_O que fazer_
Formate todo o material abaixo como uma lista numerada, sem as linhas em branco.

(Itens armazenados de uma coleção)
******
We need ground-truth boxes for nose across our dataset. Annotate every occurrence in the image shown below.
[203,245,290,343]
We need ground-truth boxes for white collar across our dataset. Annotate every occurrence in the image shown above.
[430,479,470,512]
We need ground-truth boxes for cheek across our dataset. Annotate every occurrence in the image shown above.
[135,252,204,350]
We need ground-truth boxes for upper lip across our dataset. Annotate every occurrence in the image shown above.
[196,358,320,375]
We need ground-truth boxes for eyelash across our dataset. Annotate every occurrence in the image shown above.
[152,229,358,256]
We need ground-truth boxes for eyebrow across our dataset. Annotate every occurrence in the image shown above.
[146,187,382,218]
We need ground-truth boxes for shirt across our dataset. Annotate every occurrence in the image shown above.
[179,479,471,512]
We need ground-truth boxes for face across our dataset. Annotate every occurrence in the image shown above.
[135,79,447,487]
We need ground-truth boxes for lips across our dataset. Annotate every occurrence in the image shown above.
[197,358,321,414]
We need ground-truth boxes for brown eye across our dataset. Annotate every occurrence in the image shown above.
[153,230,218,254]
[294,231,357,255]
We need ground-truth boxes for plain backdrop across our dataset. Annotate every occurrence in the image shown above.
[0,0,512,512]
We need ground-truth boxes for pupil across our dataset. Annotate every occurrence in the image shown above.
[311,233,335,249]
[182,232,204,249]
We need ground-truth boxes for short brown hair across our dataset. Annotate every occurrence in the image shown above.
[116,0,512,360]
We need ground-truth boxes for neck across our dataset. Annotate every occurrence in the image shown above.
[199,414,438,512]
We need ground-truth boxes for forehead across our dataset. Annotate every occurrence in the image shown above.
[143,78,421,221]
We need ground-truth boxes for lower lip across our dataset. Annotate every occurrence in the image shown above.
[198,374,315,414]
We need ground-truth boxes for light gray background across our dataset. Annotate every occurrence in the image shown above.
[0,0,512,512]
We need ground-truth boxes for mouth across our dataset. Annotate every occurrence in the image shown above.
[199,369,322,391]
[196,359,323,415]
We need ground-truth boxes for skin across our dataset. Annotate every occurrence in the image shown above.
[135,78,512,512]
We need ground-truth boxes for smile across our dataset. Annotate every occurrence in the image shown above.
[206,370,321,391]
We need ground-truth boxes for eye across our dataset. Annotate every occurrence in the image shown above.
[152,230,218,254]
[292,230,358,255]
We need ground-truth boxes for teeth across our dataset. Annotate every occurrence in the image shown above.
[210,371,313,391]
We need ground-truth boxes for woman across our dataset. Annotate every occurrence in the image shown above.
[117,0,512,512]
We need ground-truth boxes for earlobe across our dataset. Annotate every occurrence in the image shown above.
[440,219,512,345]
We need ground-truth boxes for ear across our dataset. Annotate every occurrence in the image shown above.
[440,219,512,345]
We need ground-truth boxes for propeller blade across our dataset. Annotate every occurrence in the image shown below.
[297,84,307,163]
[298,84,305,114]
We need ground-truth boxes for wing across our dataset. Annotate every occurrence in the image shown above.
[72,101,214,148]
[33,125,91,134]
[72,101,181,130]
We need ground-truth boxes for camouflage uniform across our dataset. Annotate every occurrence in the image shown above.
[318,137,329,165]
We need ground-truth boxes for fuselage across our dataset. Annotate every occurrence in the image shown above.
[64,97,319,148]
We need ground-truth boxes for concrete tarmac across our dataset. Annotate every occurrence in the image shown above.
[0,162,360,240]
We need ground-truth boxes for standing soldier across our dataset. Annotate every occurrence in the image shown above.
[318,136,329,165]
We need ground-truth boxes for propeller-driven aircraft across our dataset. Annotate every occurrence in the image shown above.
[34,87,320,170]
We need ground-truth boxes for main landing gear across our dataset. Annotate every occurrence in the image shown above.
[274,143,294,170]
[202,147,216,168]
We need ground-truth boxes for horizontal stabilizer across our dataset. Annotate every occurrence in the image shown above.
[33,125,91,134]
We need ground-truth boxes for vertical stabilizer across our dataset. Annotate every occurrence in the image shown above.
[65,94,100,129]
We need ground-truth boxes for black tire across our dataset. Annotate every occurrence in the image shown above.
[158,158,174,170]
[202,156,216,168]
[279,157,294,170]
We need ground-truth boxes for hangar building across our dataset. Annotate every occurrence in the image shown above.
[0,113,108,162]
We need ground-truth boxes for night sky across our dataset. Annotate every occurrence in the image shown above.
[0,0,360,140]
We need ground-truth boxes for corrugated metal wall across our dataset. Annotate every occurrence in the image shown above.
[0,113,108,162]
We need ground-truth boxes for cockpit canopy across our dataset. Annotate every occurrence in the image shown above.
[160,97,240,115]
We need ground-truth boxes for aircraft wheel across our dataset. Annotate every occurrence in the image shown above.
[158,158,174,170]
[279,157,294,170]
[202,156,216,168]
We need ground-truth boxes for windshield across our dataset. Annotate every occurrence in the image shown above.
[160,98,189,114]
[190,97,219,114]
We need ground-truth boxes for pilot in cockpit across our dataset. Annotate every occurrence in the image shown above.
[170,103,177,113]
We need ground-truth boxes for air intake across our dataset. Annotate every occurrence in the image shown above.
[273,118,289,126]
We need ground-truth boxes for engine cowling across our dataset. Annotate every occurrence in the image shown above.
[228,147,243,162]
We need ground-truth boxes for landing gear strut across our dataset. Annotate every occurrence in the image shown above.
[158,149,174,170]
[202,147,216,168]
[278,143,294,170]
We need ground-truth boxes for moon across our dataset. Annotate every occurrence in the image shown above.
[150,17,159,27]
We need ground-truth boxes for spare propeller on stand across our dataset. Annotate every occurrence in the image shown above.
******
_Resposta correta_
1. We need ground-truth boxes for nose across our dataset. Annotate every occurrence in the image shown below.
2. [203,245,290,343]
3. We need ground-truth boxes for white collar across our dataset. Annotate every occurrence in the image shown above.
4. [430,479,470,512]
5. We need ground-truth boxes for cheek across our dataset. Annotate every occurrence in the image shown above.
6. [135,252,204,350]
7. We need ground-truth boxes for upper lip across our dataset. Annotate every occurrence in the image shown above.
8. [196,358,320,375]
9. We need ground-truth boxes for eyelash across our dataset. Annotate every occurrence in the image shown above.
10. [152,229,358,256]
11. We need ground-truth boxes for eyebrow across our dataset. Annotate every occurrence in the image shown above.
12. [146,187,382,218]
13. We need ground-truth boxes for shirt across our dataset. Annotate every occurrence in the image shown above.
14. [179,479,471,512]
15. We need ground-truth boxes for face across our dataset. Annotate every occurrence in the image shown above.
16. [135,79,447,487]
17. We need ground-truth boxes for lips across our dataset. Annotate every occurrence in the image shown above.
18. [197,358,321,414]
19. We need ground-truth boxes for brown eye across our dataset. Annotate every occurrence in the image shown above.
20. [153,230,218,254]
21. [294,231,357,255]
22. We need ground-truth boxes for plain backdrop across our dataset. Annotate every occurrence in the image shown above.
23. [0,0,512,512]
24. We need ground-truth boxes for pupil across our dataset. Annotate every occurrence in the image shown above.
25. [311,233,335,249]
26. [182,232,204,249]
27. We need ground-truth boxes for short brown hair across our dataset. Annotate every occurrence in the image shown above.
28. [116,0,512,360]
29. We need ground-truth boxes for neck across our dataset. Annotate every occurrence in the image shown above.
30. [199,414,438,512]
31. We need ground-truth boxes for forehead across our dataset. Annotate every occurrence in the image shown above.
32. [143,78,421,221]
33. We need ground-truth boxes for lower lip across our dataset. Annotate every occurrence in the image shown above.
34. [198,374,315,414]
35. We need ground-truth boxes for light gray background across our dataset. Annotate every occurrence in the image shown above.
36. [0,0,512,512]
37. We need ground-truth boxes for mouth across our dataset. Annotate every occurrence in the image shown above.
38. [199,369,322,391]
39. [196,359,323,415]
40. We need ground-truth boxes for skin across our dataset. Annotate every occurrence in the image shown above.
41. [135,78,512,512]
42. We need ground-truth boxes for smile across our dataset. Annotate every occurrence in the image shown above.
43. [206,370,321,391]
44. We need ground-truth boxes for eye across our dataset. Annotate every occurrence in the image shown above.
45. [152,230,218,254]
46. [292,230,358,255]
47. We need ground-truth boxes for teeth across our dataset. Annotate every occurrence in the image shown above.
48. [210,371,313,391]
49. We need ground-truth boxes for woman across our dataset. Annotate every occurrence in the image shown above.
50. [117,0,512,512]
51. We need ground-truth boxes for earlobe across our dataset. Annotate every occurrence in the image shown above.
52. [440,219,512,345]
53. We need ground-truth boxes for ear across our dataset. Annotate every occurrence in the image shown above.
54. [440,219,512,345]
55. We need ground-truth boxes for propeller blade across our dataset. Annotate every occurrence in the image shown below.
56. [297,84,307,163]
57. [298,84,305,114]
58. We need ground-truth boxes for wing across our dataset. Annotate every occurrence in the image shown above.
59. [72,101,214,148]
60. [33,125,91,134]
61. [72,101,181,130]
62. We need ground-truth boxes for camouflage uniform across our dataset. Annotate every occurrence in the image shown above.
63. [318,137,329,165]
64. We need ground-truth boxes for fuselage across our dataset. Annotate every occurrence in the image shown above.
65. [64,97,319,148]
66. We need ground-truth boxes for concrete tarmac across our dataset. Annotate every occurrence in the image shown above.
67. [0,162,360,240]
68. We need ground-truth boxes for standing soldier across our dataset. Annotate every occurrence in the image shown above.
69. [318,136,329,165]
70. We need ground-truth boxes for propeller-driven aircraft across our dataset. Annotate every occurrence in the image shown above.
71. [34,87,320,170]
72. We need ground-truth boxes for main landing gear across our dataset. Annotate every occurrence in the image shown above.
73. [274,143,294,170]
74. [202,147,216,168]
75. We need ground-truth boxes for horizontal stabilizer across our dataset. Annotate every occurrence in the image shown above.
76. [33,125,91,134]
77. We need ground-truth boxes for vertical stabilizer across our dataset. Annotate every occurrence in the image shown above.
78. [65,94,100,129]
79. We need ground-truth boxes for black tire across our dataset. Annotate every occurrence in the image shown above.
80. [158,158,174,170]
81. [202,156,216,168]
82. [279,157,294,170]
83. We need ground-truth boxes for hangar building across our dataset. Annotate every occurrence in the image shown above.
84. [0,113,108,162]
85. We need ground-truth boxes for night sky across our dataset. Annotate every occurrence in the image shown above.
86. [0,0,360,140]
87. We need ground-truth boxes for corrugated metal wall across our dataset. Annotate every occurrence in the image shown above.
88. [0,113,108,162]
89. We need ground-truth boxes for cockpit canopy across our dataset. Annotate every occurrence in the image shown above.
90. [160,97,240,115]
91. We need ground-truth boxes for aircraft wheel across our dataset. Annotate every occurrence in the image shown above.
92. [158,158,174,170]
93. [279,157,294,170]
94. [202,156,216,168]
95. We need ground-truth boxes for windshield across our dataset. Annotate every occurrence in the image shown above.
96. [160,98,189,114]
97. [190,97,219,114]
98. We need ground-truth boxes for pilot in cockpit across our dataset. Annotate every occurrence in the image shown above.
99. [170,103,177,113]
100. We need ground-truth boxes for air intake across our dataset. Annotate every occurrence in the image shown above.
101. [273,118,289,126]
102. We need ground-truth boxes for engine cowling across our dataset. Annotate every occurrence in the image shown above.
103. [228,147,243,162]
104. We need ground-truth boxes for landing gear strut across our dataset. Annotate every occurrence in the image shown above.
105. [158,149,174,170]
106. [202,147,216,168]
107. [278,143,294,170]
108. We need ground-truth boxes for moon across our dataset. Annotate every occurrence in the image shown above.
109. [150,17,159,27]
110. We need ground-truth boxes for spare propeller on stand across our dataset. Annotate every occurrence in the image shown above.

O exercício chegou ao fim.